- [PROVIDED TEXT]
━━━━━━━━━━

# Cover art for PRIMARCHS, THE???



## Alvarius (May 10, 2011)

The cover art for "PRIMARCHS, THE" looks more like an anime series than one of the HH series. The word epic has been replaced with teen sensation. What has happened?


----------



## Vaz (Mar 19, 2008)

They praised mediocrity.


----------



## Xisor (Oct 1, 2011)

I'm not sure we're looking at the same picture.


----------



## brianizbrewtal (Jan 26, 2011)

I can understand how it can be a little anime-ish, but over all it's pretty cool since it shows a shite ton Primarchs that we're probably not gonna see that much of or again. Soak it in for what it is and taste the Primarchs...err Rainbow...Heresy >.>


----------



## Alvarius (May 10, 2011)

If you compare the photos of the first books with this, it's a big difference. The Outcast Dead was horrible, and now this. Watch Fulgrims face ... it's a comic face!? I see a danger of starting to cut down on the requirements of the images. Sure, it´s the stories that´s important, but the cover art offers a huge amount to. I know they replaced the first cover art of "Nagash Immortal" when it was considered to be too bad. Will they not repent and make a new face to this book?

Rainbow Heresy here we come! With Captn Americaaa..sorry.. Gulliman and the Hulk.. eh. Angron, and Thor... oohpps.. Fulgrim!!!

Marvel+Black Library = Black Marvel!!! ... I can see it happenin ;-)


----------



## Doelago (Nov 29, 2009)

So I am the only one who likes it?


----------



## Bane_of_Kings (Oct 28, 2009)

Yes. 

10 Characters Filler.


----------



## Crimson Shadow (Jan 15, 2009)

To me, the Silver haired guy looks like Pegasus from Yu-Gi-Oh. But then again, that doesn't bother me, so I can see both sides


----------



## Roninman (Jul 23, 2010)

Alvarius said:


> If you compare the photos of the first books with this, it's a big difference. The Outcast Dead was horrible, and now this. Watch Fulgrims face ... it's a comic face!? I see a danger of starting to cut down on the requirements of the images. Sure, it´s the stories that´s important, but the cover art offers a huge amount to. I know they replaced the first cover art of "Nagash Immortal" when it was considered to be too bad. Will they not repent and make a new face to this book?
> 
> Rainbow Heresy here we come! With Captn Americaaa..sorry.. Gulliman and the Hulk.. eh. Angron, and Thor... oohpps.. Fulgrim!!!
> 
> Marvel+Black Library = Black Marvel!!! ... I can see it happenin ;-)


Im with you. Many people are just ready to drop pants whenever they see their favourite characters on cover, made by true artist or not. More speculation goes to what weapon one carries instead of quality of book COVER picture. You just cant make one big picture, cut it in half then slam it on top of book cover.

━━━━━━━━━━

- [QUESTIONS ON THE MATERIAL]
(1) Repeat the forum thread on the Primarchs cover art word for word between "The cover art for" and "What has happened?", inclusive.
(2) Carry on the forum thread on the Primarchs cover art, starting right after its final sentence.
The listing has nothing to do with the forum thread on the Primarchs cover art.

━━━━━━━━━━

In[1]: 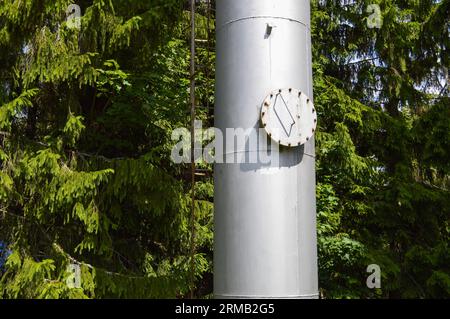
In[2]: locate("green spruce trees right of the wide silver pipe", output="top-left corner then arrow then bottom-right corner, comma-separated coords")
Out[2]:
313,0 -> 450,298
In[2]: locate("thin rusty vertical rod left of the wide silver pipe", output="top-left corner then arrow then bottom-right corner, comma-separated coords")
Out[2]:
190,0 -> 196,299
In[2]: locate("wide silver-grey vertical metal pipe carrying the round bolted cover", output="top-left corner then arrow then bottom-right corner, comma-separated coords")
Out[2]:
214,0 -> 318,298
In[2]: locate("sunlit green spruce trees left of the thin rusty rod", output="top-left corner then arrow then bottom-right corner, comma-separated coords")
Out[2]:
0,0 -> 212,298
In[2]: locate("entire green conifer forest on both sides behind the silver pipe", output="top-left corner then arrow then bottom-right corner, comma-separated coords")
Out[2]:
0,0 -> 450,298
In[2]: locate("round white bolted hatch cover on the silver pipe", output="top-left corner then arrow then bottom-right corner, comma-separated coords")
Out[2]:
261,89 -> 317,147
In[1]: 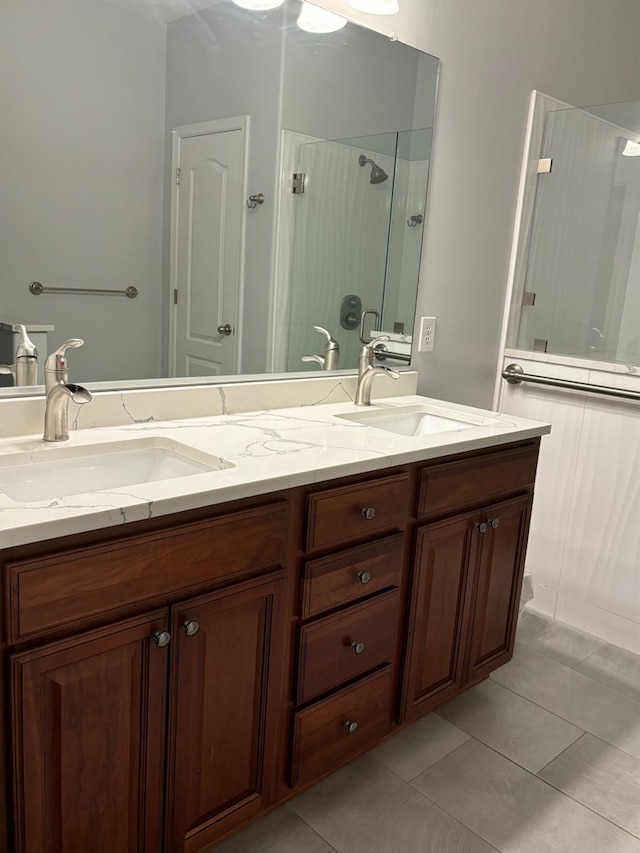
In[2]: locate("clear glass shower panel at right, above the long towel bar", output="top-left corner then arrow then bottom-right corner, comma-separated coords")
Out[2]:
510,102 -> 640,366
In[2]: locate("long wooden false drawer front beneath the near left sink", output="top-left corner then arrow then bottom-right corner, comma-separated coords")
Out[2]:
7,503 -> 287,642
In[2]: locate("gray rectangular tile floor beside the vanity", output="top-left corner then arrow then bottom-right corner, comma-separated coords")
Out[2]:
215,612 -> 640,853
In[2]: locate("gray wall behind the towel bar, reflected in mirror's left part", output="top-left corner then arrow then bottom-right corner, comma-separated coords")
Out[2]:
0,0 -> 165,382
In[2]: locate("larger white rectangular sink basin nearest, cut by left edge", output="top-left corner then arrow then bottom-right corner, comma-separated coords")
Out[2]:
0,437 -> 235,503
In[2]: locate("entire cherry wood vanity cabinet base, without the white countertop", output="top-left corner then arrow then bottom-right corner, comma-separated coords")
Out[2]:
0,439 -> 539,853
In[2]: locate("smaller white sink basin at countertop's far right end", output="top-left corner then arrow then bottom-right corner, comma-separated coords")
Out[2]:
336,404 -> 496,436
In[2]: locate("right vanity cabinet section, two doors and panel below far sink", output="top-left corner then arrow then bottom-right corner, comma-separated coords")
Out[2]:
400,447 -> 537,722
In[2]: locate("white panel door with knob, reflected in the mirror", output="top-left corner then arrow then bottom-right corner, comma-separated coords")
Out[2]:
173,130 -> 244,376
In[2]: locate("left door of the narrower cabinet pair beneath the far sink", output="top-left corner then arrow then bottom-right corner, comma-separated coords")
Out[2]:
401,512 -> 479,722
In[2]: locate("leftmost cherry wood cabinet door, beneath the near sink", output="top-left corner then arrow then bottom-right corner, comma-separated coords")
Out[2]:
11,610 -> 168,853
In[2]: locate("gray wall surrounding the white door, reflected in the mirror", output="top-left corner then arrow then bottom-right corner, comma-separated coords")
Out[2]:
163,4 -> 282,373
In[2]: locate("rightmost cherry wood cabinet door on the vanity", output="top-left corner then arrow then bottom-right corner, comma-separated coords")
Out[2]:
465,495 -> 533,682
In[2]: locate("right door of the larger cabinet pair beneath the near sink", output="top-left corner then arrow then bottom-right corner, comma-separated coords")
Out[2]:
166,572 -> 284,853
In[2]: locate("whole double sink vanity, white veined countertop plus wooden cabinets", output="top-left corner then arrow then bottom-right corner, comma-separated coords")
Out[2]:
0,372 -> 549,853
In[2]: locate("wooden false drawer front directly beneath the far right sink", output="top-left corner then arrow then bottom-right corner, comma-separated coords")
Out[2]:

━━━━━━━━━━

- [SOLVED TASKS]
(1)
The cover art for "PRIMARCHS, THE" looks more like an anime series than one of the HH series. The word epic has been replaced with teen sensation. What has happened?

(2)
Covers need to be made for audience other than fanboys and this kind of picture will not draw noone in. Based on cover alone this kind of book belongs to your bookstores kids&teens section. Ad to that, there is no focus on anyone, its just a picture. People need to understand that picture made of 100 different things, backround and all doesnt made a efficient book cover. It will draw young people to look it but i would rather have one big text on cover which announces books name and author, one symbol or hero made artistically and maybe 2-3 colors only. Not his.


----------



## bobss (May 18, 2008)

You will link said image so that members who have not seen it, like myself, can see it.

_Primarchs, The_. Really?

Brilliant piece of artwork and no, this looks nothing like ''anime''style, as loose as that term is. The artwork doesn't focus on character's eyes and Fulgrim's face, other than his pointed nose and chin is nothing like classic Japanese style. The anatomy has similarities, but that's the strongest link there is. Even an incredibly detailed Manga like _Berserk_ or _Claymore_ looks nothing like this.













The entire cover is a complex arrangement of highlighting and shading, which differs from the general Anime style. Horus' Wolf Pelt for example is composed of white, grey, black, brown and maroon hues. Anime colouring would give it a base colour and a single highlight and/or shading at best. The same applies for Horus' face and the variety of hues in that.

The cover looks nothing like Western cartoons either, though does share more similarity with something from the DC-verse than it does Anime or Manga.

Moronic thread in general giving both Anime and this cover a bad reputation. Think before you post, and more importantly, expand your knowledge beyond _Dragonball_, _Pokemon_ and _Cardcaptors_ before comparing two separate media.

Also, your misconception that Anime, and by extension Manga, is aimed at a teenage audience is laughable. Ever heard of _Shonen_, _Shojo_ or _Seinen_ demographics? Yet another ignorant Westerner.


----------



## Alvarius (May 10, 2011)

"The cover looks nothing like Western cartoons either, though does share more similarity with something from the DC-verse than it does Anime or Manga."

"Watch Fulgrims face ... it's a comic face"

Calm down! At the forum we ventilate our views, but to start with personal attacks is just boring.

I think Fulgrims face is ugly. The whole image is of lower quality than many of the other images that HH series. And yes, I actually think Fulgrim would fit well into Final Fantasy. I agree that large parts of the image is ok, but some parts are not (Fulgrim, Horus armour), and it is enough to ruin the feeling.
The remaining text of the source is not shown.